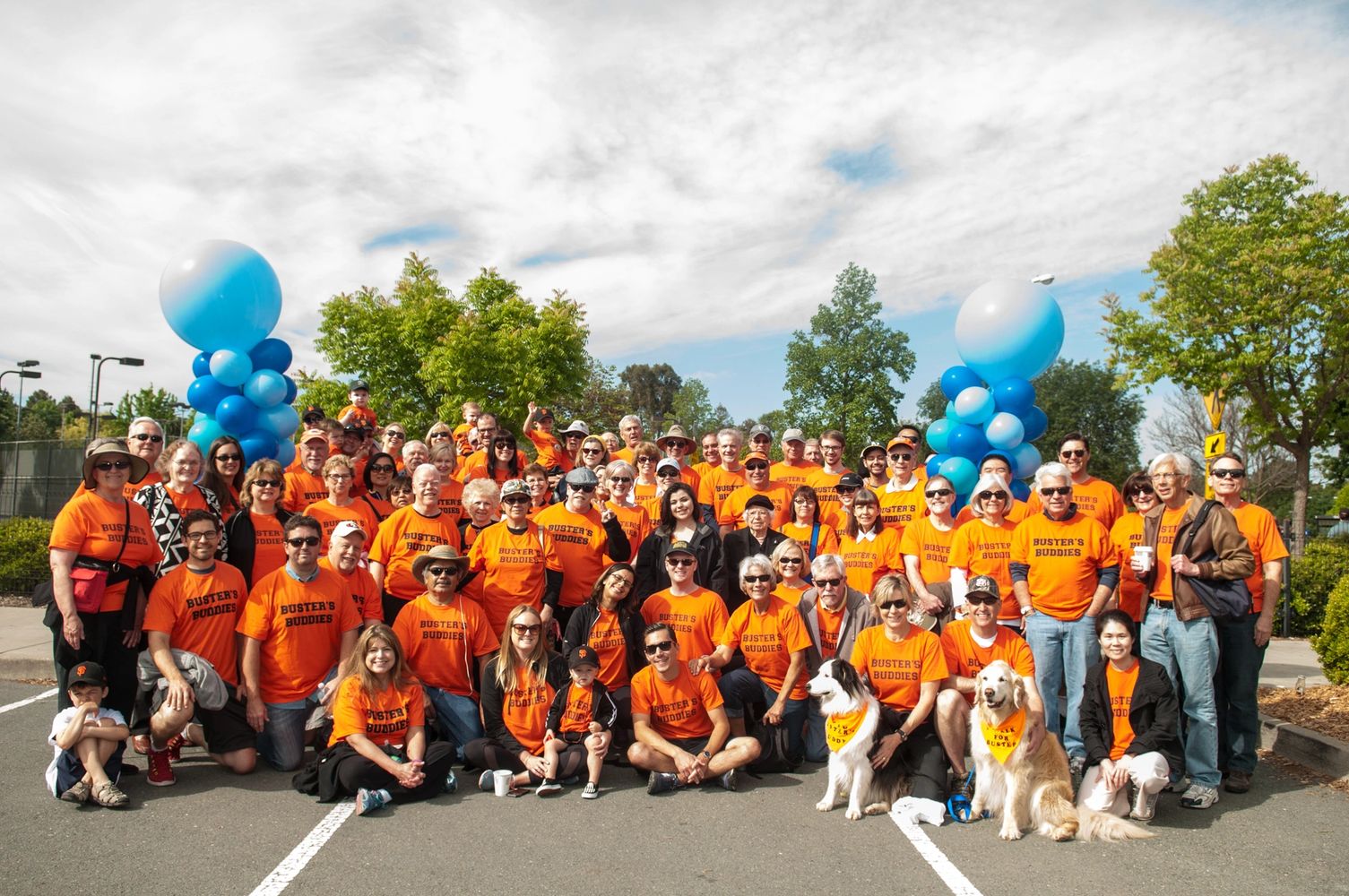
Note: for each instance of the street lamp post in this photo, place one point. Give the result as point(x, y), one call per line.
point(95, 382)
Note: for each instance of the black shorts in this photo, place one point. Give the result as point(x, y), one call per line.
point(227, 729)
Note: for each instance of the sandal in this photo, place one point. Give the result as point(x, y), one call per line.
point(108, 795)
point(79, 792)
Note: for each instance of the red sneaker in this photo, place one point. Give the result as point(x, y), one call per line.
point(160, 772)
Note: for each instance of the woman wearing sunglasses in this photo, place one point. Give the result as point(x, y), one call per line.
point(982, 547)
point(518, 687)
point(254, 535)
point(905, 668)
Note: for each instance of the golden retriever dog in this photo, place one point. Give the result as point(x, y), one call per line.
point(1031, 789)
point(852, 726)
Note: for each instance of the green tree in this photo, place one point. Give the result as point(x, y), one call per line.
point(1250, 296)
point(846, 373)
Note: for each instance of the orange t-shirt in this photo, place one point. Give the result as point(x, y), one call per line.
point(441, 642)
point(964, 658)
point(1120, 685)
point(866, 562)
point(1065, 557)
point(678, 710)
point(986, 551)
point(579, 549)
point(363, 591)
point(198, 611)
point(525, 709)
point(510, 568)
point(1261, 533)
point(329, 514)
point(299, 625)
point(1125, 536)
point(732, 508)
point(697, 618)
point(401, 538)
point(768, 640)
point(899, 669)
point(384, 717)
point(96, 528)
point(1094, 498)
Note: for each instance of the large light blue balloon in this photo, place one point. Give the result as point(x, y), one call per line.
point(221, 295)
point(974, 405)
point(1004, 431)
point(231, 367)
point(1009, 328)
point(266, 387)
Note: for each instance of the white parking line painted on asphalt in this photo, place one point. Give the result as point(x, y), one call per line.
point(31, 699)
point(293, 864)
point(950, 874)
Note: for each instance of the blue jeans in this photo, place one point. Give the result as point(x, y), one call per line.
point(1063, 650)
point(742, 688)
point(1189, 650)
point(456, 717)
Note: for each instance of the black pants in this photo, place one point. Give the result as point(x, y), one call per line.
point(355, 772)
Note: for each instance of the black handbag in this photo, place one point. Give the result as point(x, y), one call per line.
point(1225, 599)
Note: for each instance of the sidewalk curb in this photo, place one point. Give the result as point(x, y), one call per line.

--

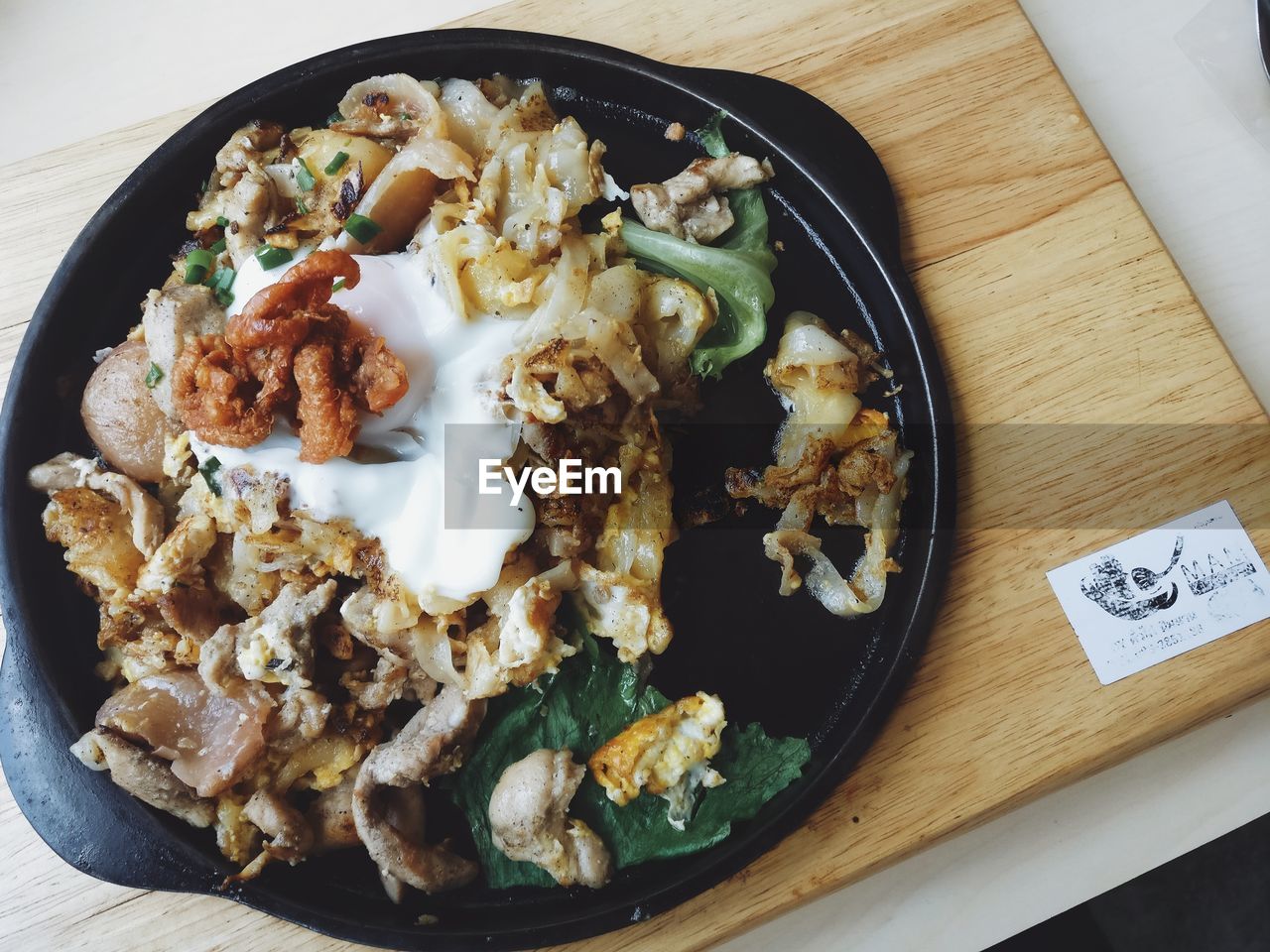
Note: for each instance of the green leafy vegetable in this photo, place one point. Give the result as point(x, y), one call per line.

...

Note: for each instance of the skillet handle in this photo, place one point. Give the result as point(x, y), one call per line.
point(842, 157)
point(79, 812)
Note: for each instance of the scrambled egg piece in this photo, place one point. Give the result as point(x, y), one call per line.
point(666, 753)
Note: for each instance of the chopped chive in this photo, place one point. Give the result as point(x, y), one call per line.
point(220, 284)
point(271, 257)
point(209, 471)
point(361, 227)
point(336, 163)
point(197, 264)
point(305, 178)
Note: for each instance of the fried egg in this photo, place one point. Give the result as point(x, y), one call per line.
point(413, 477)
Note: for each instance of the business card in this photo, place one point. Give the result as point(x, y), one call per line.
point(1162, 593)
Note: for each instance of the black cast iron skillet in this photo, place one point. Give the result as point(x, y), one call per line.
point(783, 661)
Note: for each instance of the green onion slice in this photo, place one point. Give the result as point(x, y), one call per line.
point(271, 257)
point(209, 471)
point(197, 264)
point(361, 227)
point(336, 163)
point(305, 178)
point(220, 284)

*What is expected:* Print again the lines of the entries above that fall between the line holding "Note: for each instance of the black handbag" and the line holding "Note: for each instance of the sidewalk", inclusive, exactly as they stand.

*Exercise response:*
Note: for each instance of the black handbag in this photo, place one point. Give the result as point(x, y), one call per line.
point(1225, 599)
Note: for each instance of the sidewalk curb in this photo, place one point. Give the result as point(x, y), one call per line.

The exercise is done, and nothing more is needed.